What is needed
Please return, word for word, the part of the passage on adiabatic connection interpolation below that opens with the words containing "We have used" and closes with "a stronger curvature.".

We have used the interpolation formulas reported in “Appendix”, namely SPL [7], LB [40], ISI [9] and revISI [33]. The first two, SPL and LB, use only three ingredients (they do not include \(W_\infty '[\rho ]\)), while ISI and revISI use all the four ingredients of Eqs. (4)–(5). Additionally, we have also used a Padé approximant (see “Appendix”) which uses \(W_0[\rho ], W_0'[\rho ]\) and the exact \(W_1[\rho ]\), to generate plausible reference adiabatic connection curves, which are shown in Fig. 8. As expected, as the Hooke’s atoms get more correlated, the AC integrand displays a stronger curvature.

Fig. 8

Scaled adiabatic connection integrand as a function of \(\lambda\) obtained from a Padé interpolation that includes the exact \(W_1[\rho ]\) (see “Appendix”)

Some items
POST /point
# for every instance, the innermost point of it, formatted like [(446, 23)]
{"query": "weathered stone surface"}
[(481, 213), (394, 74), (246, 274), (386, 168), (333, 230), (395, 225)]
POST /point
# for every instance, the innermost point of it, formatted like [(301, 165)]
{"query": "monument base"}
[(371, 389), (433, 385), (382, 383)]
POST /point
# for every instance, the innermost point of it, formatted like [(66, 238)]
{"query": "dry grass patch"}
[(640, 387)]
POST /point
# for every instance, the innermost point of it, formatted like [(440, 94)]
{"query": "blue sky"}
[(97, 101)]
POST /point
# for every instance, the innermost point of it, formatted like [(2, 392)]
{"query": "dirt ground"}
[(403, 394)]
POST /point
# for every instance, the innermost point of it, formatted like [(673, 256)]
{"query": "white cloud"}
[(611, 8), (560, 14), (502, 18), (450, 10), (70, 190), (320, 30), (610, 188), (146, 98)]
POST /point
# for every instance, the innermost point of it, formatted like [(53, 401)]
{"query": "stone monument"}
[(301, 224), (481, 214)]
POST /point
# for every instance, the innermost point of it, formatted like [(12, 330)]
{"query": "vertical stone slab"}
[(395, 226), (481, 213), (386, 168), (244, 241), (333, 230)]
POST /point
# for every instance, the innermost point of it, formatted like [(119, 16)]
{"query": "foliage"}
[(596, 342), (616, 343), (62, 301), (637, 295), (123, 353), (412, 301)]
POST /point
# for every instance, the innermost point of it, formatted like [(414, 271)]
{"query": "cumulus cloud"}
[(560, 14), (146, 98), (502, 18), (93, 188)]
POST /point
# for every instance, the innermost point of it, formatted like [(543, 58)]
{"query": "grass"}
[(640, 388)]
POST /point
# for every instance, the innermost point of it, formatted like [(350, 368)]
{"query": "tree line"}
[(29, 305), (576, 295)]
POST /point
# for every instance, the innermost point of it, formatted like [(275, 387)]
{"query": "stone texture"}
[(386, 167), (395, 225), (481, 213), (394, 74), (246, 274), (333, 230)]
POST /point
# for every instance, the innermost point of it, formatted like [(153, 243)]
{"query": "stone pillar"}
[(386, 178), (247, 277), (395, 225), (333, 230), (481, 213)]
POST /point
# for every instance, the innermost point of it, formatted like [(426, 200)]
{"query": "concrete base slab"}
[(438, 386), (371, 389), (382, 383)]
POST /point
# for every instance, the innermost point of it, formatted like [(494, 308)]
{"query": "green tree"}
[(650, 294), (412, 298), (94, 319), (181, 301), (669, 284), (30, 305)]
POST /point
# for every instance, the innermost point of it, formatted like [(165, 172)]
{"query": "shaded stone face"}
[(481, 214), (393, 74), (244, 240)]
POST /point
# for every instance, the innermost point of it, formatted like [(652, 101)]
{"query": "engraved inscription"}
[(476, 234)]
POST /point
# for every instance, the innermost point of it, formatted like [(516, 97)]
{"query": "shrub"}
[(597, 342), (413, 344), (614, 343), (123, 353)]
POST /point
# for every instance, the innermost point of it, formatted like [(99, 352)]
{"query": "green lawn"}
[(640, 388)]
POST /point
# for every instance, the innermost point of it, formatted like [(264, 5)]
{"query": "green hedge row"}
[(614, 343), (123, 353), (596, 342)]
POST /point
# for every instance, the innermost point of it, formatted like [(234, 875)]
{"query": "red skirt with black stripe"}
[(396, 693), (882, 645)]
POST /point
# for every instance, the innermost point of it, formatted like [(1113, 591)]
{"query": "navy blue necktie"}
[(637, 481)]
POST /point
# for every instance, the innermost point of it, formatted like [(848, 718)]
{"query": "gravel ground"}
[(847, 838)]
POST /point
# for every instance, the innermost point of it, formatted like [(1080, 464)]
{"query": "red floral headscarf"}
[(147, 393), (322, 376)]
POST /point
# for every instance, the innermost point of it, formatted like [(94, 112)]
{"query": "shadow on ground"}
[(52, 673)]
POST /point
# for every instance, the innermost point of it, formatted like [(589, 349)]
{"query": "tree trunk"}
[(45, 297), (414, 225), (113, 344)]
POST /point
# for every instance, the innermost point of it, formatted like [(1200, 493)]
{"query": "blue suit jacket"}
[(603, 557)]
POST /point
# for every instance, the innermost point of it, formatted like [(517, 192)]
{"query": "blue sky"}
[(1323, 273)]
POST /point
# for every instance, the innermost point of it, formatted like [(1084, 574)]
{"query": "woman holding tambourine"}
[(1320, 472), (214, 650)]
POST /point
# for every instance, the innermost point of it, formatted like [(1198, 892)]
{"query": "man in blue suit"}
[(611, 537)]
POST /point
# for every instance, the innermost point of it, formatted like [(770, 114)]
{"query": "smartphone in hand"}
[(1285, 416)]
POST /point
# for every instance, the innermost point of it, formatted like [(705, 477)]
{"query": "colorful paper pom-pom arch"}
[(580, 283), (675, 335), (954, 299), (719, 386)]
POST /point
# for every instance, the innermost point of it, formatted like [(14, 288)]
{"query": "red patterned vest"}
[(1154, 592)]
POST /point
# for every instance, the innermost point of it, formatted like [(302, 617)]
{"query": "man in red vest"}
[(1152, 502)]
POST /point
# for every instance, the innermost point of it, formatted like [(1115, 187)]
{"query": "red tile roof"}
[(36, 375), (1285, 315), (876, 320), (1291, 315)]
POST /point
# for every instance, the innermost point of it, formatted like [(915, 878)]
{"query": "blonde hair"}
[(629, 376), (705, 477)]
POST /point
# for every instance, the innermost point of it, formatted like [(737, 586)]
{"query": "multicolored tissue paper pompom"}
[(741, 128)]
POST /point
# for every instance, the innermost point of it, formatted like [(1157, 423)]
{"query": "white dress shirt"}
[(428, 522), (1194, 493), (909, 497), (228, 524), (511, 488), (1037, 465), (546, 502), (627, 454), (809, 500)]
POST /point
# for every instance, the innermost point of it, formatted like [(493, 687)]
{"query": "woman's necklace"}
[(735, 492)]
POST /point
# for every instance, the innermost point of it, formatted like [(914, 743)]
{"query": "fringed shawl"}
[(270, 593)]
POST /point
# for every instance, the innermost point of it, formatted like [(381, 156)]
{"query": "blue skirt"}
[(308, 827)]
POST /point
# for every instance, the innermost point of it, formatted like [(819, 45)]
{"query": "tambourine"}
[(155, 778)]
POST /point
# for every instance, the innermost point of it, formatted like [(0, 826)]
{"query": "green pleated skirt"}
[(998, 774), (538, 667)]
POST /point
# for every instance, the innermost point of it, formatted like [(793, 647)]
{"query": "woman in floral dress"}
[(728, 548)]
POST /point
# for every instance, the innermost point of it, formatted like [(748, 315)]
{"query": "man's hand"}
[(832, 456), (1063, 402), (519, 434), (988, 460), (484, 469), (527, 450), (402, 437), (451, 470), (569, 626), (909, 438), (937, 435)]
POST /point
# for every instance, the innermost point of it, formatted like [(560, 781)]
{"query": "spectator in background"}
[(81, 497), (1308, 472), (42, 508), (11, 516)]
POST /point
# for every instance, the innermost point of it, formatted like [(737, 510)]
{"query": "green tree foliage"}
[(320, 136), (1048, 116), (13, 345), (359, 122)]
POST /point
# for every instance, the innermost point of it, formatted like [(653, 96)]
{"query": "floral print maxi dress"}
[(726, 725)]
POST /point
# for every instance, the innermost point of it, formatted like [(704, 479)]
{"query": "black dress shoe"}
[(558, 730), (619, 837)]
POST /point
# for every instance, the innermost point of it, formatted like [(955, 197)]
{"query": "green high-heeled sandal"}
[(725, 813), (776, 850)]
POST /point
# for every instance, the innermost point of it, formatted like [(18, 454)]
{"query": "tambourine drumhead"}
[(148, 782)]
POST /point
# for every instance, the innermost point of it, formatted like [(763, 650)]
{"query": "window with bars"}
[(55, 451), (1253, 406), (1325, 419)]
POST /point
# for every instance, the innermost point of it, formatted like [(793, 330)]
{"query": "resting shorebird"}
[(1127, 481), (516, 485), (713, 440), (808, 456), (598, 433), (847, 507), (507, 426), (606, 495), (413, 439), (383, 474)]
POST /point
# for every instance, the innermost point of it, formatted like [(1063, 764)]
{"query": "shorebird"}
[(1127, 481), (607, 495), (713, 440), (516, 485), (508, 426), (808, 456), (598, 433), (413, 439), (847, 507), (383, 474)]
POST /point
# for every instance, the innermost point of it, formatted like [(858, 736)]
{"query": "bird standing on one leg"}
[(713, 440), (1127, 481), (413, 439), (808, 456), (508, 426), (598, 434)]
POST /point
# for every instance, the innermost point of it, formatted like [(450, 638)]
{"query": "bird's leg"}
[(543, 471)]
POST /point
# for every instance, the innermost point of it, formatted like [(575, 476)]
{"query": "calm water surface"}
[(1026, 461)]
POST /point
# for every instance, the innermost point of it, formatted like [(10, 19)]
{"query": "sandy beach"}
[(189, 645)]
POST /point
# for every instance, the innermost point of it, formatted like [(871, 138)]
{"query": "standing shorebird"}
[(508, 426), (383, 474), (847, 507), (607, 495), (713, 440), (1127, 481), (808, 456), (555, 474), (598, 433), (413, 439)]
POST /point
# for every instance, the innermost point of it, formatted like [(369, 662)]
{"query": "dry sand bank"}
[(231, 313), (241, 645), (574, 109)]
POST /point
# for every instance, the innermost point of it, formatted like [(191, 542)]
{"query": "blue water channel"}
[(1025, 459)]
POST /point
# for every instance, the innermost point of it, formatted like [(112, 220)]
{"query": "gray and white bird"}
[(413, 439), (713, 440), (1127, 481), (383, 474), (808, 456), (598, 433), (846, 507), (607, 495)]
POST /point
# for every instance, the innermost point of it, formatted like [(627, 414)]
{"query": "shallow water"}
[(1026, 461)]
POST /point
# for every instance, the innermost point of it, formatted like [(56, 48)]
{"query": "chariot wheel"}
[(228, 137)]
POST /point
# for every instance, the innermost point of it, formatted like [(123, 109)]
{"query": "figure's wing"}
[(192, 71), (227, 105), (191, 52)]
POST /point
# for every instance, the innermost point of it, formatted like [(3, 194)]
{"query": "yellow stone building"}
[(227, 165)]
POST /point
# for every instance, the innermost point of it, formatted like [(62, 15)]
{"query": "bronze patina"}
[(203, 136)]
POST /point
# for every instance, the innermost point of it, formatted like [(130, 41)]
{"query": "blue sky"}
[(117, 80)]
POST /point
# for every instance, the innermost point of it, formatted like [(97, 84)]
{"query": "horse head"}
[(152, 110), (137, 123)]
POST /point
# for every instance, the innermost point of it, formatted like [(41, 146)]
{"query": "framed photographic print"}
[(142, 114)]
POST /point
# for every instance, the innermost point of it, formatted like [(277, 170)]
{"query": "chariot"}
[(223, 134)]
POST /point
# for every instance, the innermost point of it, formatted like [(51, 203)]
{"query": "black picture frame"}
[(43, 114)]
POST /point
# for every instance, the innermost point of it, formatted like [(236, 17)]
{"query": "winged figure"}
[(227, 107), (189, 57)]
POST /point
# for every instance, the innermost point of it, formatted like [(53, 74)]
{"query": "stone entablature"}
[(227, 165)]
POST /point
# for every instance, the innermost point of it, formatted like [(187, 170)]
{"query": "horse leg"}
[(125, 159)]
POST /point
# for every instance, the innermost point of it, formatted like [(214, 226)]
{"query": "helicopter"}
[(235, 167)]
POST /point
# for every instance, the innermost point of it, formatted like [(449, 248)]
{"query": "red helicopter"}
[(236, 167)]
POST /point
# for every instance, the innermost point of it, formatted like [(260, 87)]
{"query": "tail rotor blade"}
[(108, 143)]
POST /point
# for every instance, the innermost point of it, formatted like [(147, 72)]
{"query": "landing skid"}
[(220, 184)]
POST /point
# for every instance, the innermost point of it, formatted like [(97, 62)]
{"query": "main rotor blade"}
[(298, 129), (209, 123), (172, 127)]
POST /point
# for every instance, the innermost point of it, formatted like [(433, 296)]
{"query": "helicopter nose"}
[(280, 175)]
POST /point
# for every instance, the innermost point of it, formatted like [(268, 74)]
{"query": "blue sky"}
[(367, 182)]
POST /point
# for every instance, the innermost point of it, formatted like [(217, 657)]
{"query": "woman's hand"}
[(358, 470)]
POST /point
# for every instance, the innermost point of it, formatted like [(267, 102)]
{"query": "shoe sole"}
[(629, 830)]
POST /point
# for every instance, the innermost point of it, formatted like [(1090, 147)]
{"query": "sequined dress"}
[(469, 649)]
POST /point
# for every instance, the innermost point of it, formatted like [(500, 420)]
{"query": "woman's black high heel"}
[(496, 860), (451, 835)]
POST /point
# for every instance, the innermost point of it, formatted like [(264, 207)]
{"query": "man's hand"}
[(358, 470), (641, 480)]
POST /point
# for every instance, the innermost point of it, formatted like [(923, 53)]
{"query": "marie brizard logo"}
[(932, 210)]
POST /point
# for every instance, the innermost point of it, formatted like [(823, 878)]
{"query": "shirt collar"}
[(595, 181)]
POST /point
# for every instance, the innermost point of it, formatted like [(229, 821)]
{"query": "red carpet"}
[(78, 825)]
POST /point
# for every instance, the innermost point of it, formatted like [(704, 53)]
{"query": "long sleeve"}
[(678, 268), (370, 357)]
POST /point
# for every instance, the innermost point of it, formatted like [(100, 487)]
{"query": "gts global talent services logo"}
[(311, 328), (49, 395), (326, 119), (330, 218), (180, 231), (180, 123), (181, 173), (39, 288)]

Written solution
We have used the interpolation formulas reported in “Appendix”, namely SPL [7], LB [40], ISI [9] and revISI [33]. The first two, SPL and LB, use only three ingredients (they do not include \(W_\infty '[\rho ]\)), while ISI and revISI use all the four ingredients of Eqs. (4)–(5). Additionally, we have also used a Padé approximant (see “Appendix”) which uses \(W_0[\rho ], W_0'[\rho ]\) and the exact \(W_1[\rho ]\), to generate plausible reference adiabatic connection curves, which are shown in Fig. 8. As expected, as the Hooke’s atoms get more correlated, the AC integrand displays a stronger curvature.